Ating Kabuhayan

Thank the Veterans Around Us

A choice and willingness to sacrifice their lives and livelihoods were made for us!

My Dad was a Veteran and so was my younger brother. I also have uncles and cousins on both sides of my family who are veterans as well. I’ve always admired those who join the military. I grew up when the Vietnam War was being fought and our country had a draft. Family members and friends were being drafted and leaving every week. Some even “joined up.” I remember thinking these were men; some very young, who were leaving the comforts of home and all that was familiar for the unknown world of the Army, Navy, Marines or the Air Force. The journey to becoming a veteran starts with the unknown; the sense of not knowing anything that lies ahead.

I had a cousin who wrote to my dad while he was in boot camp. My dad loved to write letters and everyone in the family knew that if they wrote to him, he would always write back. Anyway, my dad let me read this cousin’s letter. From its contents, I was struck by the absolute courage it took him to leave home at 19 and join the Army. I was also struck by how scared he was. There was one line in the letter that has stayed with me to this day. My cousin wrote “You know, I don’t know if I’ll ever come home, as I’ve heard that many are dying in the war.” I pondered the idea of death, that joining the military, especially in a time of war, means that death is an ever-present reality. The journey to becoming a veteran is filled with stories and experiences of being scared, of death and dying; of those who were “here today” but then “gone tomorrow.”

Instructions to follow
Copy word for word the stretch of the post about thanking veterans from "Ating Kabuhayan" through "that lies ahead.".

Data extracts
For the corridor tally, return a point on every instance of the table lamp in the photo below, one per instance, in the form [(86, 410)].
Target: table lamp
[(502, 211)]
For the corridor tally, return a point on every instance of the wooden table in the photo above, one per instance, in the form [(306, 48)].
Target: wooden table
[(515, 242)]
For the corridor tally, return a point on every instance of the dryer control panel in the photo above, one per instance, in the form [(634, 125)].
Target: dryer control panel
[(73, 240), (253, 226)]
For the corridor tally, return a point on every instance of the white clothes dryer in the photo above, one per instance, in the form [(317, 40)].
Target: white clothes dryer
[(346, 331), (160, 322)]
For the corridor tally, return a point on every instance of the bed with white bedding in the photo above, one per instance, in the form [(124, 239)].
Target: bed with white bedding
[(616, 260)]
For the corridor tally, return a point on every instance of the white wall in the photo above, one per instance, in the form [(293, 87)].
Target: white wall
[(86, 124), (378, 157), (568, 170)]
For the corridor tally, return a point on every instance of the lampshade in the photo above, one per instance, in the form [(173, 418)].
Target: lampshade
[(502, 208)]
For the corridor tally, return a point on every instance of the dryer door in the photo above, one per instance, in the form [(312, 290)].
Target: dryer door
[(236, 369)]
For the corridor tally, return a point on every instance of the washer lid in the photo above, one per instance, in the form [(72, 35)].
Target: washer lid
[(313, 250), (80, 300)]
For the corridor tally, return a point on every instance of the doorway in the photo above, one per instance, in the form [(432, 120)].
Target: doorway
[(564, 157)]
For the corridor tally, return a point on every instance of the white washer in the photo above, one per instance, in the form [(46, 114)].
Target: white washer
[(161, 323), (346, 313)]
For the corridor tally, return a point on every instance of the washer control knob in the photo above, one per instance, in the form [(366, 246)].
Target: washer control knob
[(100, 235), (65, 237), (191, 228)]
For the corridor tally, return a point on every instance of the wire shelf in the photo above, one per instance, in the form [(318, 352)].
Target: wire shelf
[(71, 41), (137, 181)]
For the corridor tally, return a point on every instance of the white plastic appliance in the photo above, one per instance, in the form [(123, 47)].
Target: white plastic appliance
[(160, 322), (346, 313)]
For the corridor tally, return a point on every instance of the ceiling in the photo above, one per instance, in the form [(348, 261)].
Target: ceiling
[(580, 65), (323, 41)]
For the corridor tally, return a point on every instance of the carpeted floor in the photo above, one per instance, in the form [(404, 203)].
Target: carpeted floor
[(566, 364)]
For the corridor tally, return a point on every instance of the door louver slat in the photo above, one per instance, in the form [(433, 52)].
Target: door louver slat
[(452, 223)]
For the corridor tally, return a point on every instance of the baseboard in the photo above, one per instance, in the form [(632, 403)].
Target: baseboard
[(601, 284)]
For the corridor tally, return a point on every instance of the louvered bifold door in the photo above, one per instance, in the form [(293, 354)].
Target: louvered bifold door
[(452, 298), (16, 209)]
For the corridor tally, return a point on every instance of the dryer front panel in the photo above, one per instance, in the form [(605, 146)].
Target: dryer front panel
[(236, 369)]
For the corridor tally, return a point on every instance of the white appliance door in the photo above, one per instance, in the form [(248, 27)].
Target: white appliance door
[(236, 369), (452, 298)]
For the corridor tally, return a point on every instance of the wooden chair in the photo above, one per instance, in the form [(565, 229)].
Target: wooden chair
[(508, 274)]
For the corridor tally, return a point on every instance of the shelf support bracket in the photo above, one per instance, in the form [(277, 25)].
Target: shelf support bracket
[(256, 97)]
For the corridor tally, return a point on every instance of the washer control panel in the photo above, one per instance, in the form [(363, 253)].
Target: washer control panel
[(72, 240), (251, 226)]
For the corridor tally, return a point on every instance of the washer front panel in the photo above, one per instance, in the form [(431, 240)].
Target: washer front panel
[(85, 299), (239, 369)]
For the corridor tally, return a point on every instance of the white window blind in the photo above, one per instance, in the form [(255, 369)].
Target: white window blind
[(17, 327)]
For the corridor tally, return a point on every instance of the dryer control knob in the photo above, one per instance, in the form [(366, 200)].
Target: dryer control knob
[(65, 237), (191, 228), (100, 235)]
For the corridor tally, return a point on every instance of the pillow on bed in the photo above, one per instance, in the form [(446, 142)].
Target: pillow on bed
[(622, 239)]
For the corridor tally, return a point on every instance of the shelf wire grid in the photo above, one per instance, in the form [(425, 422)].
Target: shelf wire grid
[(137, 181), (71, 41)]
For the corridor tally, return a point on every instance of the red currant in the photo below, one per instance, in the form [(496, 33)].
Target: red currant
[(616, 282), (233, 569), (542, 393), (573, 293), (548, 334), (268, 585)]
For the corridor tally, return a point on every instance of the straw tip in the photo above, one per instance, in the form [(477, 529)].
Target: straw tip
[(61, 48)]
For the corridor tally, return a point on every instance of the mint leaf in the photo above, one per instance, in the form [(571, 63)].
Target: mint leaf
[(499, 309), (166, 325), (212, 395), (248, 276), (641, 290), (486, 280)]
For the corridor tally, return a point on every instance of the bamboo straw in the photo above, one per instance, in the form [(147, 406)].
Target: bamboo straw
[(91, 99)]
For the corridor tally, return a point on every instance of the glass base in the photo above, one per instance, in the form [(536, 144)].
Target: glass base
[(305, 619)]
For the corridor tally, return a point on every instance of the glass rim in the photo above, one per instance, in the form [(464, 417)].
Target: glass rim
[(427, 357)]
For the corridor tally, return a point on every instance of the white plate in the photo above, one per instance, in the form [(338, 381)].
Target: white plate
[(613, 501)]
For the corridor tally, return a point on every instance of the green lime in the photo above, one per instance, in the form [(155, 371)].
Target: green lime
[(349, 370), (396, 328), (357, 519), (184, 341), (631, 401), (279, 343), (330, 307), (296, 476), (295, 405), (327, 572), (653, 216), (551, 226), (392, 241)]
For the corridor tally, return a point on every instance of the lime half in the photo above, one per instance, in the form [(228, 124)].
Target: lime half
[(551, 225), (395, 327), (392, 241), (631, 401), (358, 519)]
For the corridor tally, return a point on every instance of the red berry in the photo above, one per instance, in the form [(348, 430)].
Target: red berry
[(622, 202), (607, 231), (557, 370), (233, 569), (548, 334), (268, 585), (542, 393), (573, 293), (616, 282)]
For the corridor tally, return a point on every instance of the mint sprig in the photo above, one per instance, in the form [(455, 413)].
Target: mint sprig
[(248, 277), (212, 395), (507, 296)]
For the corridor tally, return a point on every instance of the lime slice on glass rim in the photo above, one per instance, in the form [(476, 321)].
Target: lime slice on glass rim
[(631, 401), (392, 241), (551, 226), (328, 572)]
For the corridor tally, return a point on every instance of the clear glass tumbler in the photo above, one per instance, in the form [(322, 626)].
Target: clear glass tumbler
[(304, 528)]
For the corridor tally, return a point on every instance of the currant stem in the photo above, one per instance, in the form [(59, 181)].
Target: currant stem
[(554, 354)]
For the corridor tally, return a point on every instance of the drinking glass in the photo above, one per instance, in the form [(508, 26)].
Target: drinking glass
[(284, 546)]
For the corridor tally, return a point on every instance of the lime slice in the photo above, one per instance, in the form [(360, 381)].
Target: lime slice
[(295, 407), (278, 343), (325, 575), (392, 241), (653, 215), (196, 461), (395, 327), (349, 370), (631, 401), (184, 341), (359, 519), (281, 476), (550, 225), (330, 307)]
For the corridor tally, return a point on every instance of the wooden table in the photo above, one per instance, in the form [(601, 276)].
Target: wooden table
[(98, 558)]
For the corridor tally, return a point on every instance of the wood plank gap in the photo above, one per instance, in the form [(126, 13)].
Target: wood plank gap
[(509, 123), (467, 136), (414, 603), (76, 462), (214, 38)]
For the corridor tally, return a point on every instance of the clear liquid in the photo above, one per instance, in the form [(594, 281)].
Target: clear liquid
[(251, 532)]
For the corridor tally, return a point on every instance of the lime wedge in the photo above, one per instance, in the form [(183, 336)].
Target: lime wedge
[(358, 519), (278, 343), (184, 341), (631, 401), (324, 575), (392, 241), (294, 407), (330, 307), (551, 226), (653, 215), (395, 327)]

Exercise result
Ating Kabuhayan

Thank the Veterans Around Us

A choice and willingness to sacrifice their lives and livelihoods were made for us!

My Dad was a Veteran and so was my younger brother. I also have uncles and cousins on both sides of my family who are veterans as well. I’ve always admired those who join the military. I grew up when the Vietnam War was being fought and our country had a draft. Family members and friends were being drafted and leaving every week. Some even “joined up.” I remember thinking these were men; some very young, who were leaving the comforts of home and all that was familiar for the unknown world of the Army, Navy, Marines or the Air Force. The journey to becoming a veteran starts with the unknown; the sense of not knowing anything that lies ahead.